Per la sua posizione geografica e per il ruolo internazionale che riveste, l’Italia non può circoscrivere la propria area d’interesse al “giardino di casa”, ponendo un confine limitato tra Gorizia ed il Mediterraneo centrale oltre il quale non sarebbe conveniente spingersi. Era così che si pensava negli anni ’60 e ’70 in piena guerra fredda, ragionando, quindi, in un’ottica di “compartimenti stagni” e con aree d’interesse ben delineate. Oggi la fluidità degli scenari internazionali e la competizione sempre più accesa impongono a Roma di gettare uno sguardo nuovo anche ai mari lontani come l’Oceano Indiano.
Oltre l’80% del traffico mercantile mondiale passa per mare ed il 75% attraversa gli stretti ed i canali internazionali; il mare è dunque una via di comunicazione privilegiata ma anche causa e luogo di conflitti. Basti pensare all’instabilità politica della gran parte delle nazioni che sono attraversate dai canali o che controllano gli stretti. Ben 7 dei 9 accessi più importanti alle rotte commerciali mondiali si trovano nell’Oceano Indiano e sono rispettivamente il Canale di Suez, lo Stretto di Hormuz, lo Stretto di Bab el Mandeb, il Capo di Buona Speranza, lo Stretto di Malacca, lo Stretto della Sonda e lo Stretto di Lombok. Per Roma Suez, Bab el Mandeb, Hormuz ed il Capo di Buona Speranza sono di vitale importanza ed è fondamentale garantirne la libertà di navigazione con una presenza costante che sia essa militare o politico-diplomatica. La sicurezza di queste rotte è la principale garanzia per l’Italia di restare un hub strategico del commercio internazionale, di più è una carta fondamentale nelle mani della diplomazia economica italiana per far valere il suo punto di vista in molti tavoli importanti.
Dunque, nell’ottica di stabilire la nostra necessità strategica e quali siano le linee di forza della presenza italiana nel mondo -per poi adeguare i mezzi a questa necessità strategica- vorrei evidenziare come l’interesse per il mare e l’interesse nazionale coincidano e vorrei porre l’attenzione anzitutto su due necessità strategiche fondamentali:
- Il ruolo della Marina e il presidio delle Sea Lines of Communication (SLOC)

* * *

COSA FARAI >>
1) Nel brano, quanti dei 9 accessi più importanti alle rotte commerciali mondiali si trovano nell’Oceano Indiano?
2) Per favore, trascrivi la parte del brano che comincia con "Per la sua posizione" e termina con "come l’Oceano Indiano.", sostituendo "Oceano Indiano" con "Oceano Pacifico".

* * *

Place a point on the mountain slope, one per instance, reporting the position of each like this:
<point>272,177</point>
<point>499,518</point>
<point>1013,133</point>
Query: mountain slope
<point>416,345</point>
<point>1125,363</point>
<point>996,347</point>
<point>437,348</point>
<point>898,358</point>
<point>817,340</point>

* * *

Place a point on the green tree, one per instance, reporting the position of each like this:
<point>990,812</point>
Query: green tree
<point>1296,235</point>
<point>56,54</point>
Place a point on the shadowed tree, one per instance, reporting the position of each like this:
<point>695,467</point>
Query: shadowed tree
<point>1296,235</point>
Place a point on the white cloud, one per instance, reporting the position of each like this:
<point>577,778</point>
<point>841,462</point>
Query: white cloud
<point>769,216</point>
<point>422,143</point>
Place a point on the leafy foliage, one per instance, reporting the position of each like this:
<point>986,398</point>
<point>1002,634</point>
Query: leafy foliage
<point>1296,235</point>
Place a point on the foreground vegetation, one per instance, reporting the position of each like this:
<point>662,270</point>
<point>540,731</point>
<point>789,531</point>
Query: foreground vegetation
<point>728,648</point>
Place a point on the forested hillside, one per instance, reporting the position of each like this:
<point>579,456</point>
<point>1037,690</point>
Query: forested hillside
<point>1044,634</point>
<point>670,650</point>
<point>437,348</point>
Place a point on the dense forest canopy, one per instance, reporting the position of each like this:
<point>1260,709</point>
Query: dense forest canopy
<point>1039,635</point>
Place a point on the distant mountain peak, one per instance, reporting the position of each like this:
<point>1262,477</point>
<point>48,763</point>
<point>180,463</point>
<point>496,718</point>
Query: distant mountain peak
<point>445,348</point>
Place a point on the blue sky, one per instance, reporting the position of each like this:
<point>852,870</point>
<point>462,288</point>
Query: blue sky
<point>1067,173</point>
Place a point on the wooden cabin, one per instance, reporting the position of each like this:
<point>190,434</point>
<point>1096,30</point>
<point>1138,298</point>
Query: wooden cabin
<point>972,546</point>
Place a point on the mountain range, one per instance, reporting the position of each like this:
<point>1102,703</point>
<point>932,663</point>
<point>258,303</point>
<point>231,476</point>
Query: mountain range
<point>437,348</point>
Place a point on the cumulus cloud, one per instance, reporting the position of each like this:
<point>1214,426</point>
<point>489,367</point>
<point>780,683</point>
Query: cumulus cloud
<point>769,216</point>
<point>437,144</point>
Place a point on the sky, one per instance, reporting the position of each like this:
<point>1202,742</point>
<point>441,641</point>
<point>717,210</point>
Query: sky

* * *

RISPOSTE >>
1) 7 su 9.

2)
Per la sua posizione geografica e per il ruolo internazionale che riveste, l’Italia non può circoscrivere la propria area d’interesse al “giardino di casa”, ponendo un confine limitato tra Gorizia ed il Mediterraneo centrale oltre il quale non sarebbe conveniente spingersi. Era così che si pensava negli anni ’60 e ’70 in piena guerra fredda, ragionando, quindi, in un’ottica di “compartimenti stagni” e con aree d’interesse ben delineate. Oggi la fluidità degli scenari internazionali e la competizione sempre più accesa impongono a Roma di gettare uno sguardo nuovo anche ai mari lontani come l’Oceano Pacifico.